Exercise passage START

I recently read an article about three conversations parents should have with their kids this year. In this order:
- Making smart choices about sex.
- Building healthy relationships.
- Avoiding smoking, drugs, and alcohol.
We find it interesting that the author thinks that teens should avoid smoking, drugs, and alcohol but not sex.
No wonder parents often find it difficult to discuss avoiding sexual behavior with their teens.
Parents are given messages that their teens should avoid drugs, alcohol, and smoking but not sexual activity. In most surveys parents overwhelmingly state that they feel teens should avoid sexual activity until adulthood, preferably until marriage. Studies have proven that delaying sexual debut into adulthood results in consistent and correct use of birth control and fewer sexual partners over a lifetime, which results in less STD exposure.
We find it odd that a great emphasis is placed on avoiding smoking, drugs, and alcohol, which can carry physical risks, but not on avoiding sexual activity, which carries physical, emotional, and relational consequences that can last a lifetime. We really don’t buy the standard answer that teens are going to have sex anyway. That really doesn’t hold up with the Center for Disease Control’s 2013 Youth Risk Behavior Survey that stated that 35% of teens drank some alcohol, 1 in 5 high school students currently use tobacco, and on average 55% of teens are NOT engaging in sexual activity, but of teens that are engaging in sexual activity, 1 in 4 has a sexually transmitted disease.

Exercise passage END
Data section START

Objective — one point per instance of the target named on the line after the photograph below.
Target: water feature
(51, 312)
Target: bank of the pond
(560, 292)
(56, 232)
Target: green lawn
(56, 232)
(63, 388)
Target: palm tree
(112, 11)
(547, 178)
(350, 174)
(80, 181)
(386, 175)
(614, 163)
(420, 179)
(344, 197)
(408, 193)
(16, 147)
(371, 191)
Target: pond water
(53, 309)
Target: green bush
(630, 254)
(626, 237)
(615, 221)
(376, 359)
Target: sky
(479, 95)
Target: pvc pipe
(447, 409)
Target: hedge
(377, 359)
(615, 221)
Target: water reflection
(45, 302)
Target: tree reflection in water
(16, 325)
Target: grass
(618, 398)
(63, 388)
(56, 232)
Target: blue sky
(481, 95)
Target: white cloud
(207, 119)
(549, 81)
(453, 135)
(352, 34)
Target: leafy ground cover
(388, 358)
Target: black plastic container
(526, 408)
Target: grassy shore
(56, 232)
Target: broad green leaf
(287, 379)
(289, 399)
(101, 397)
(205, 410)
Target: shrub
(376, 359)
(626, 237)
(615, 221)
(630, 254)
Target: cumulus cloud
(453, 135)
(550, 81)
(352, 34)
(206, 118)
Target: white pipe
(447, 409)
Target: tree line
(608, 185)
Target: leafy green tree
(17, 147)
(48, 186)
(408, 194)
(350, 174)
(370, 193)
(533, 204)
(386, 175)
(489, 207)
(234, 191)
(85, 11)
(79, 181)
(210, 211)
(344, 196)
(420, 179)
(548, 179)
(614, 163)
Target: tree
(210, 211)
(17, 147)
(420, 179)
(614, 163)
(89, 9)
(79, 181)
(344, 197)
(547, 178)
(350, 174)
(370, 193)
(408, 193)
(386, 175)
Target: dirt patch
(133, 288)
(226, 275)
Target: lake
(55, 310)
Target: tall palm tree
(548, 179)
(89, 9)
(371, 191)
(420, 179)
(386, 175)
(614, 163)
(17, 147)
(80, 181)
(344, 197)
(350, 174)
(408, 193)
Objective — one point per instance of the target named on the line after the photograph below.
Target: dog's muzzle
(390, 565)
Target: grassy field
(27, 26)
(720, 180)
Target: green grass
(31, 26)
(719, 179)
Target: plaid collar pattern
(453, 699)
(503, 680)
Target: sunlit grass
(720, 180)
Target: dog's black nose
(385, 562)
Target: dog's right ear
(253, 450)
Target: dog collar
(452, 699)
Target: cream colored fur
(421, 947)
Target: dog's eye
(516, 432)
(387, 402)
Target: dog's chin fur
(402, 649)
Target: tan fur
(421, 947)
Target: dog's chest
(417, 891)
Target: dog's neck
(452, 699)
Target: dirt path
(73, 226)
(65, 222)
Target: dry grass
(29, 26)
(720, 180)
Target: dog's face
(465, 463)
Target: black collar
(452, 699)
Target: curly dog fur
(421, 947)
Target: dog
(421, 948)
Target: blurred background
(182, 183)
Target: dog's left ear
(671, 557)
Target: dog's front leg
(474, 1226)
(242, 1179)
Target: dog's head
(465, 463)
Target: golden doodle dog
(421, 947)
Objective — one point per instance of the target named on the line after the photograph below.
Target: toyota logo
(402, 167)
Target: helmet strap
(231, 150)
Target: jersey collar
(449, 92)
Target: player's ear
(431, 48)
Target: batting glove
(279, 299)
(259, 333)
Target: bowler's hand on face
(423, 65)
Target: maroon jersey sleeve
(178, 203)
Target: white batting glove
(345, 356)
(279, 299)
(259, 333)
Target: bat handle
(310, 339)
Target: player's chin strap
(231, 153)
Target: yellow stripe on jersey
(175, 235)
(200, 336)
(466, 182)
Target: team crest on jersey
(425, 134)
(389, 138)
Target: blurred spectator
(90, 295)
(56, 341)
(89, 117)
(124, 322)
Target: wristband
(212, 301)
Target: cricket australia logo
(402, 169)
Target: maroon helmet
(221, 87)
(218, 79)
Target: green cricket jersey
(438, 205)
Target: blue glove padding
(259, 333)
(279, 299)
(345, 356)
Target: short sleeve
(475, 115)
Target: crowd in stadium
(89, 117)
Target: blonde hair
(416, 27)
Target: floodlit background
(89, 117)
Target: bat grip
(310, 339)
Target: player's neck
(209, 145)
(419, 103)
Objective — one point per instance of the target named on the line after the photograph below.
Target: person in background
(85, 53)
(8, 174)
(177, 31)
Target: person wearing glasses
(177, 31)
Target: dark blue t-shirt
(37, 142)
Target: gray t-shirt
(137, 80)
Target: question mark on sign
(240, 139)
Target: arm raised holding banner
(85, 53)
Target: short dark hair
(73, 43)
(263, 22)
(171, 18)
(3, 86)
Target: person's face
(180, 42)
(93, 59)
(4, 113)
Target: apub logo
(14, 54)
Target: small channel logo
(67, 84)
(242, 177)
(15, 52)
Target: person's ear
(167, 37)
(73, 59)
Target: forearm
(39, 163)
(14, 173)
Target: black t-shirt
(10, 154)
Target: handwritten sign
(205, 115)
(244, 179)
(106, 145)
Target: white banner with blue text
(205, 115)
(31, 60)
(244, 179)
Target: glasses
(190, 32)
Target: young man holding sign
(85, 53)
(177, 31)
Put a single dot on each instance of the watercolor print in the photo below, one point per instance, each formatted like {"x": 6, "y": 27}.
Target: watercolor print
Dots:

Data section END

» What you need to do
Carry on the passage about parents talking with teens about avoiding sexual activity, starting right after its final sentence.

» Answer for the task
Parents, we completely understand talking about avoiding drugs, alcohol, and tobacco is much easier than talking about avoiding sex. Many parents, because of past choices, feel like they cannot talk with their kids about sexual activity.
Let’s reframe that; if you used to smoke you probably have no problem talking to your kids about not smoking and why you quit.
Sex really shouldn’t be any different.
We can hear your voices, “But it is!!” We know, trust us, WE KNOW!
That is why I’m Waiting offers parent classes that teaches effective communication, teaching decision making, adolescent brain development, AND healthy relationships.
So we did agree on one of the writer’s three points.